Extracted text
In this episode, we talk about the start of my project to write-up tactics for doing DevOps and getting all cloud-native in organizations that are resistant.
If there’s one complaint that I hear consistently in my studies of IT in large organizations, it’s that government IT, as traditionally practiced, is fucked. Compared to the private sector, the amount of paperwork, the role of contractors, and the seeming separation between doing a good job and working software drives all sorts of angst and failure.
Mark Schwartz’s book on figuring out “business value” in IT is turning out to be pretty amazing and refreshing, especially on the topic of government IT. He’s put together one of the better “these aren’t the Droids you’re looking for” responses to ROI for IT.
You know that answer: you just want to figure out the business case, ROI, or whatever numbers driven thing, and all the DevOps-heads are like “doo, doo, doo-doo – driving through a tunnel, can’t hear you!” and then they pelt you with Goldratt and Deming books, blended in with some O’Reilly books and The Phoenix Project. “Also, you’re argument is invalid, because reasons.”

Provided material
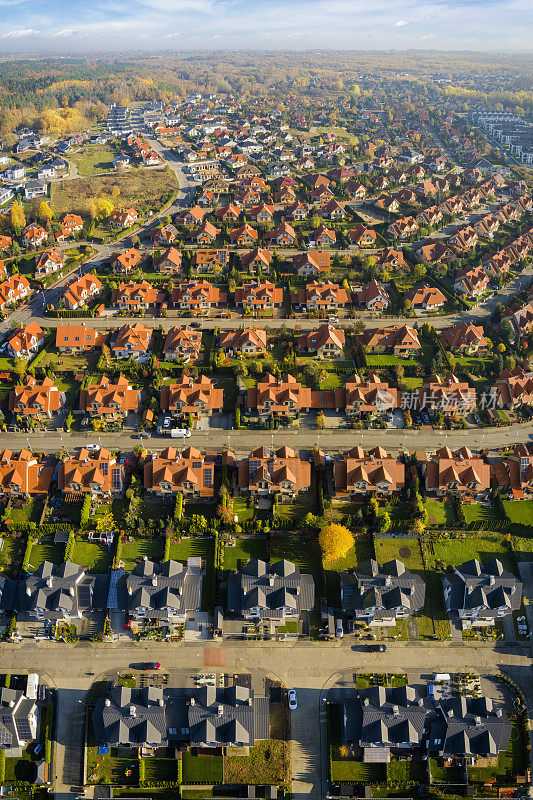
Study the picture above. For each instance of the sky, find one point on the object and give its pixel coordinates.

What you need to do
• 1. In the passage on DevOps in government IT, whose book on determining business value in IT is called amazing and refreshing?
• 2. Using the passage on DevOps in government IT, explain what drives the angst and failure in government IT, compared with the private sector.
• 3. Extend the passage on DevOps in government IT, starting after its final sentence.

Outputs by task
• 1. Mark Schwartz's book.

• 2. The amount of paperwork, the role of contractors, and the seeming separation between doing a good job and producing working software cause all sorts of angst and failure in government IT.

• 3.
A Zen-like calm comes over them, they close their eyes and breath in, and then start repeating a mantra like some cowl-bedecked character in a Lovecraft story: “survival is not mandatory. Survival is not mandatory. Survival is not mandatory!”
Real helpful, that lot. I kid, I jest. The point of their maniacally confusing non-answers is, accurately, that your base assumptions about most everything are wrong, so before we can even approach something as precise as ROI, we need to really re-think what you’re doing. (And also, you do a lot of dumb shit, so let’s work on that.)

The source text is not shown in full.